Given task: Write the material out again, line by line, exactly as it is.

(Point labeling examples)

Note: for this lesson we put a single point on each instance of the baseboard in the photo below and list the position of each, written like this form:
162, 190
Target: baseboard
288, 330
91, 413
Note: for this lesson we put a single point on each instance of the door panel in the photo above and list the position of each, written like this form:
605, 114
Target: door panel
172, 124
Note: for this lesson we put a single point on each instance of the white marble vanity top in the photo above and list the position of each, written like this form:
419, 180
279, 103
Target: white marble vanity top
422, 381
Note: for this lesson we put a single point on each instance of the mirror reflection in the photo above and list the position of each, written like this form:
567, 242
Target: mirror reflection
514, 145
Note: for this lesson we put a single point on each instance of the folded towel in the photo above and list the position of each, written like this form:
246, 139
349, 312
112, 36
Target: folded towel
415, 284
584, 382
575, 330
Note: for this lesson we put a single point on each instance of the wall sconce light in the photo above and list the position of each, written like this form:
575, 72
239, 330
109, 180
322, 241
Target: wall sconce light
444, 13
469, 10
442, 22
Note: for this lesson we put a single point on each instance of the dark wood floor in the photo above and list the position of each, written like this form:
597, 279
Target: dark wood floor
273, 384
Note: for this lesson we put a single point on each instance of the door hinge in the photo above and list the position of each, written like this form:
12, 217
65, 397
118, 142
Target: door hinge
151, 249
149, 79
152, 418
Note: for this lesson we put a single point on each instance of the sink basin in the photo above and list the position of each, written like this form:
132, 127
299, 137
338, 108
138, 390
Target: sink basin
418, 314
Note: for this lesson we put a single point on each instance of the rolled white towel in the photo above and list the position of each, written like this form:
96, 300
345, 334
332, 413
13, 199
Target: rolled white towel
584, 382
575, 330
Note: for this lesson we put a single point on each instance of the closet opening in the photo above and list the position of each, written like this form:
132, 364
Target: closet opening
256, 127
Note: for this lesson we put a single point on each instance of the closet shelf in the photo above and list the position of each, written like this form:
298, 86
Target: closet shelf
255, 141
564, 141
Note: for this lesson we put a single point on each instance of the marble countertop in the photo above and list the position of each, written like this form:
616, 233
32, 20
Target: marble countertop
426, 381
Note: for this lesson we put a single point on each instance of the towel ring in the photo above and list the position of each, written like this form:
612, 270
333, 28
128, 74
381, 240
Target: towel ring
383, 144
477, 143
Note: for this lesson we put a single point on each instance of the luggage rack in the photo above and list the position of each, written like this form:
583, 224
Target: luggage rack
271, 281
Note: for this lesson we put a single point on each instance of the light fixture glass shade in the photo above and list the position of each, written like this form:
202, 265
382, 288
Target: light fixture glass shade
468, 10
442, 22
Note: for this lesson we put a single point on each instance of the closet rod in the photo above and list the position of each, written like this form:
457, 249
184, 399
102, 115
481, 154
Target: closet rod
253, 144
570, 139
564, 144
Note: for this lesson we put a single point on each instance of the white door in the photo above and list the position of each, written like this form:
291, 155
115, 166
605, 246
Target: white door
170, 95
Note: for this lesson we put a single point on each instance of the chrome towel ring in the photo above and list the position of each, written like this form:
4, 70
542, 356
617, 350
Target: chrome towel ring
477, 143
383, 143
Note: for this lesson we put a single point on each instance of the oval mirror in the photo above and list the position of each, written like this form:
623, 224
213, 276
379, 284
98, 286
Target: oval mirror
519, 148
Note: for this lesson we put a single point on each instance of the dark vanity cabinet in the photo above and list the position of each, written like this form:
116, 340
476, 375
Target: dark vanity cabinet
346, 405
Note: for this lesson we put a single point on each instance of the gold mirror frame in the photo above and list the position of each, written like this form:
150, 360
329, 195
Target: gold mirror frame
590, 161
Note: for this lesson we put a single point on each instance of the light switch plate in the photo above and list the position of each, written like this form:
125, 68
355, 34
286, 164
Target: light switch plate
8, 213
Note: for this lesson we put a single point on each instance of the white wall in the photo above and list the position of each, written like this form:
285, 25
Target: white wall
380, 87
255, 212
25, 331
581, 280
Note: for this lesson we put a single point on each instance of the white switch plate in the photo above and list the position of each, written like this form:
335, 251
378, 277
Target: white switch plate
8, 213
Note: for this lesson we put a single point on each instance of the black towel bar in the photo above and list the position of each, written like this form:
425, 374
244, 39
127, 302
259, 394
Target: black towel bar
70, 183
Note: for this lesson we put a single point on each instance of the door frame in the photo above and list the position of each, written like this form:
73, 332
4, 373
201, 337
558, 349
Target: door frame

Full answer:
Note: for this lesson we put a single point on each instance of the baseboard in the photo below and list the position of each, written like this form:
162, 190
Target: baseboard
288, 330
91, 413
Note: for this lesson we put a single point on each instance of the door panel in the photo above and list the position of each, written like this form:
605, 114
Target: door panel
172, 124
Note: for this lesson we put a single point on each instance of the white marble vanity top in the photo above and list the position of each, written like this form:
419, 180
279, 103
Target: white marble vanity top
422, 381
Note: for this lesson we put a single point on each instance of the mirror reflection in the photo above and list the position of each, written like this form:
567, 242
Target: mirror reflection
514, 145
Note: for this lesson we put a single point on each instance of the folded towel in the photo above and list the position of each, written like this form:
246, 139
349, 312
112, 36
Target: folded towel
415, 284
584, 382
575, 330
Note: for this lesson we put a single point on each instance of the wall sconce light in the photo above and list the position of each, written like this form:
575, 72
239, 330
109, 180
322, 241
Target: wall sconce light
444, 13
469, 10
442, 22
Note: for this lesson we put a single point on each instance of the dark wood floor in the photo above and list the position of each, written like this form:
597, 279
Target: dark wood floor
273, 384
Note: for this lesson we put a single point on each instance of the door hinge in the photo above and list the position of each, written like this form:
12, 217
65, 397
118, 142
Target: door hinge
151, 249
149, 79
152, 418
Note: for this lesson we put a single point on each instance of the sink basin in the photo above and list the position of each, written like this form:
132, 127
299, 137
338, 108
138, 390
Target: sink basin
418, 314
Note: for this lesson we put a single point on each instance of the rolled white towel in the photo above and list the position of each, written like this form:
96, 300
345, 334
332, 413
13, 199
Target: rolled white towel
584, 382
575, 330
Note: for this lesson we put a single point on each instance of the closet opening in the photo above and list the position of each, written like this form:
132, 364
Target: closet opening
256, 127
Note: for this lesson we put a single point on each instance of the closet shelf in the photo above and list the position of each, written like this form:
298, 86
Target: closet shelf
255, 141
564, 141
Note: for this lesson we put a single point on each instance of the marble countertop in the photo above and list the position of each, written like this form:
616, 233
32, 20
Target: marble countertop
426, 381
Note: for this lesson we put a single point on each instance of the towel ring in the photo above and list the position of each, written like this form:
612, 270
333, 28
128, 74
381, 240
Target: towel ring
383, 144
477, 143
Note: for this lesson we put a single point on each instance of the luggage rack in the photo above and list the position of each, written like this form:
583, 224
Target: luggage rack
271, 281
Note: for this lesson we put a single point on each instance of the light fixture glass shade in the photo above and list the position of each, written like this form:
202, 265
382, 288
Target: light fixture glass shade
468, 10
442, 22
Note: for this lesson we put a single point on each instance of the closet rod in the photo above and list the position of each, written like this form:
457, 249
184, 399
102, 115
481, 154
Target: closet rod
253, 144
570, 139
564, 144
Note: for this lesson we put a single point on each instance of the white door in the photo above and list the position of each, written like this form:
291, 155
115, 166
605, 246
Target: white door
170, 95
Note: for this lesson we put a single point on each instance of the chrome towel ring in the photo above and list the position of each, written like this form:
4, 70
542, 356
617, 350
Target: chrome towel ring
477, 143
383, 143
Note: for this lesson we put a single point on each instance of the oval mirror in the photo above and list the position of each, written like this form:
623, 224
213, 276
379, 284
98, 286
Target: oval mirror
519, 148
Note: for this lesson we put a single point on each instance of the dark vanity cabinet in the photo above and list the position of each, written like this form:
116, 340
476, 375
Target: dark vanity cabinet
346, 405
Note: for this lesson we put a single point on each instance of the gold mirror frame in the photo above and list the position of each, written like this form:
150, 360
329, 195
Target: gold mirror frame
590, 161
Note: for this lesson we put a single point on each instance of the light switch plate in the photo above and list the position of each, written like this form:
125, 68
355, 34
286, 164
Target: light switch plate
8, 213
Note: for this lesson we put a single point on each instance of the white wall in the photo above and list the position of each, written like this form:
285, 25
Target: white wall
380, 87
255, 212
25, 331
581, 280
Note: for this lesson we put a single point on each instance of the white switch plate in the photo above and list the position of each, written like this form:
335, 251
378, 277
Target: white switch plate
8, 213
Note: for this lesson we put a single point on each instance of the black towel bar in the photo above and list the position of each, written like this form:
425, 374
244, 39
127, 302
259, 394
Target: black towel bar
70, 183
Note: for this lesson we put a single point on each instance of the door frame in the photo above and list the position of each, written like this form:
73, 332
4, 373
201, 337
558, 349
Target: door frame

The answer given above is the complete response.